AIM OF THE TASK: With every line kept intact, print the entries that appear below.

SUPPLIED RECORDS:
*** Begin section ***

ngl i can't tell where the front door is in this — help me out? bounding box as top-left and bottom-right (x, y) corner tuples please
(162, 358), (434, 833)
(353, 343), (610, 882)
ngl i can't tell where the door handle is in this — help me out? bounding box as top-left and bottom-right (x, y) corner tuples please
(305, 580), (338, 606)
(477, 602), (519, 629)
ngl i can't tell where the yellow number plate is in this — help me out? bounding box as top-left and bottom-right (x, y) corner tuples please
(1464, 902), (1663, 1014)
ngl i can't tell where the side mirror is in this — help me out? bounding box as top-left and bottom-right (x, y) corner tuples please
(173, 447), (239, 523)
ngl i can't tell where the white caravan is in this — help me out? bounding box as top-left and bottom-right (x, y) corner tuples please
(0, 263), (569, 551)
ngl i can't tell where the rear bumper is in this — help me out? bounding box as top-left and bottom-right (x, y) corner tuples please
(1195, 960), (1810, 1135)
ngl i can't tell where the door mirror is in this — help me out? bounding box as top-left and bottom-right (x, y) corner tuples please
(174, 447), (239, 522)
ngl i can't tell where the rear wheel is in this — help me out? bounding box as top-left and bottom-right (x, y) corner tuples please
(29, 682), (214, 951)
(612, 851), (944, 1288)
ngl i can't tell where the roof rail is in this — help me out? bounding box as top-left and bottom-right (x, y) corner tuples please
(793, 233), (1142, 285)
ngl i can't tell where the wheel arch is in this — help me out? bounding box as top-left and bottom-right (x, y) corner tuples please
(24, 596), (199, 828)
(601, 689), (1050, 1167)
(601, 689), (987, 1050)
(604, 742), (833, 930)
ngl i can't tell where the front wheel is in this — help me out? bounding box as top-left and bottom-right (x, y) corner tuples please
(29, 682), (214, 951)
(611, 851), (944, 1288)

*** End section ***

ANSWER TO THIS PROBLEM:
ngl i can't tell where the front door is in this — help me out? bounding box as top-left and bottom-right (x, y) corner tuples please
(162, 358), (434, 833)
(353, 343), (610, 882)
ngl i can't tell where the door handle is in this — help me out? bounding box as top-left and bottom-right (x, y) corner tuples please
(305, 580), (338, 606)
(477, 602), (519, 629)
ngl i can't tell where the yellow number plate is in this — help me out? bounding box as top-left and bottom-right (x, y) corner tuples please
(1464, 902), (1663, 1014)
ngl i can't tell where the side mirror is in this — help me out? bounding box as top-left and bottom-right (x, y) corner tuples please
(173, 447), (239, 523)
ngl i can't tell where the white caravan is in this — help me out? bounding box as top-left and bottom-right (x, y) corner tuples please
(0, 263), (569, 551)
ngl i can't tell where the rear bumper is in this — help me out? bounding box as top-left and bottom-right (x, y) corner tuples please
(1195, 960), (1810, 1135)
ngl i can't tell where the door mirror is in this — help me out? bounding box as top-left and bottom-right (x, y) corner tuples please
(174, 447), (239, 522)
ngl i can't tell where the rear wheel is in this — help me out? bounding box as top-left and bottom-right (x, y) corner tuples please
(29, 682), (214, 951)
(612, 851), (944, 1288)
ngl i can't tell where the roof rail is in this — help me out? bounding box as top-left and bottom-right (x, y) corner tuples please
(793, 233), (1142, 285)
ngl i can't tell where the wheel arch is in this — help me out? bounding box as top-left and bottom-right (x, y) corner tuples please
(24, 596), (199, 828)
(601, 689), (1050, 1167)
(601, 689), (987, 1050)
(604, 742), (833, 930)
ngl i can't tell where the front wheel is in this — help me out? bounding box as top-left and bottom-right (x, y) corner tuples please
(29, 682), (214, 951)
(611, 851), (944, 1288)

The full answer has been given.